[Source data]
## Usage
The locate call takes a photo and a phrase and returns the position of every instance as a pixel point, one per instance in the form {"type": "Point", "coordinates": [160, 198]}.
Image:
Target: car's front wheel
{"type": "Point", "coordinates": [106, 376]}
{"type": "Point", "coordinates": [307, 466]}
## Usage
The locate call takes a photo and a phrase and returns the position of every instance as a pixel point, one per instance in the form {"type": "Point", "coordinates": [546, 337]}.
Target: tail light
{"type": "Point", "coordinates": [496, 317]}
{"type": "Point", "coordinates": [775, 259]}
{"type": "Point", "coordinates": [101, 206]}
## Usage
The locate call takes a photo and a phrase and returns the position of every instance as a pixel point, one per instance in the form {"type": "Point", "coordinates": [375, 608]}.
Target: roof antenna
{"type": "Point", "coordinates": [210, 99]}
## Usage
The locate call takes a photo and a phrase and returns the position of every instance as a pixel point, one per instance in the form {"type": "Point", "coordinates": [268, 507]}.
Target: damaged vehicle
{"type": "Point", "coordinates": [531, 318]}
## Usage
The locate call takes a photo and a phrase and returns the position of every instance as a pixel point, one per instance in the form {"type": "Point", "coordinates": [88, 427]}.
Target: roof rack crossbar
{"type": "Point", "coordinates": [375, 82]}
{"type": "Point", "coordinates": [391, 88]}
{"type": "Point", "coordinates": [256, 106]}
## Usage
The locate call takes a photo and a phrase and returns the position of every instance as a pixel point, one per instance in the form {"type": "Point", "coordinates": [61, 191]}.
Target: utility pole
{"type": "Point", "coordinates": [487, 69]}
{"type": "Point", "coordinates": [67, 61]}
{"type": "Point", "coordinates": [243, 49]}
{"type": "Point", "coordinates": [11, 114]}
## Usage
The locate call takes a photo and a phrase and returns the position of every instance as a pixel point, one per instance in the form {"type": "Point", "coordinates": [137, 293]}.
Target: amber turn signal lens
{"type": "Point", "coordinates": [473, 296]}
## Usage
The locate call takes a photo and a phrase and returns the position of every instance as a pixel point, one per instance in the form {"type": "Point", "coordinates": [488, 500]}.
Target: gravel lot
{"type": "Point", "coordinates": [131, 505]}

* **Your instructions**
Output every entry word for word.

* **Exercise solution**
## Usage
The locate call takes a photo and a phrase and returns the position of every instance as a pixel point, one per instance in the form {"type": "Point", "coordinates": [160, 198]}.
Image:
Target: car's front wheel
{"type": "Point", "coordinates": [106, 376]}
{"type": "Point", "coordinates": [307, 466]}
## Usage
The locate call takes a photo and a phrase and returns the position of every instance as a pixel point, one per instance in the form {"type": "Point", "coordinates": [546, 337]}.
Target: tail light
{"type": "Point", "coordinates": [496, 317]}
{"type": "Point", "coordinates": [775, 259]}
{"type": "Point", "coordinates": [101, 206]}
## Usage
The locate call takes a photo and a phrase and returns the position of every instance as a pixel point, one per instance in the form {"type": "Point", "coordinates": [375, 608]}.
Target: roof antenna
{"type": "Point", "coordinates": [210, 99]}
## Usage
The locate call takes a photo and a phrase and returns the position of every instance as a pixel point, one per instance in the form {"type": "Point", "coordinates": [268, 507]}.
Target: damaged vehicle
{"type": "Point", "coordinates": [531, 318]}
## Usage
The locate call takes a photo and a phrase and returns the position of every instance as a pixel point, one per instance in the form {"type": "Point", "coordinates": [88, 427]}.
Target: roof rack crossbar
{"type": "Point", "coordinates": [375, 82]}
{"type": "Point", "coordinates": [391, 88]}
{"type": "Point", "coordinates": [256, 106]}
## Usage
The locate call takes a photo and a phrase and returns the position of every instance as a pixel point, one per instance in the form {"type": "Point", "coordinates": [61, 191]}.
Target: utility pole
{"type": "Point", "coordinates": [487, 69]}
{"type": "Point", "coordinates": [67, 61]}
{"type": "Point", "coordinates": [243, 49]}
{"type": "Point", "coordinates": [11, 114]}
## Usage
The locate call takes a photo and a phrase and returns the position of every instance as a pixel point, one per instance in the form {"type": "Point", "coordinates": [137, 293]}.
Target: amber turn signal lens
{"type": "Point", "coordinates": [473, 296]}
## Usage
The locate call takes a photo and a phrase and returns the position of every instance as a pixel point, one per instance in the form {"type": "Point", "coordinates": [488, 500]}.
Target: gravel lot
{"type": "Point", "coordinates": [131, 505]}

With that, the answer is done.